### TASK DETAILS:
Put the rows below into a numbered list, leaving out any blank lines.

### EXCERPTED DATA:
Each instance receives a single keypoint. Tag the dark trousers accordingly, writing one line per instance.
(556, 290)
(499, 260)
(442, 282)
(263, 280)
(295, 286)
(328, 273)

### RESULT OF THE EXERCISE:
1. Each instance receives a single keypoint. Tag the dark trousers accordingly, writing one line per instance.
2. (556, 290)
3. (499, 260)
4. (442, 282)
5. (263, 280)
6. (295, 286)
7. (328, 273)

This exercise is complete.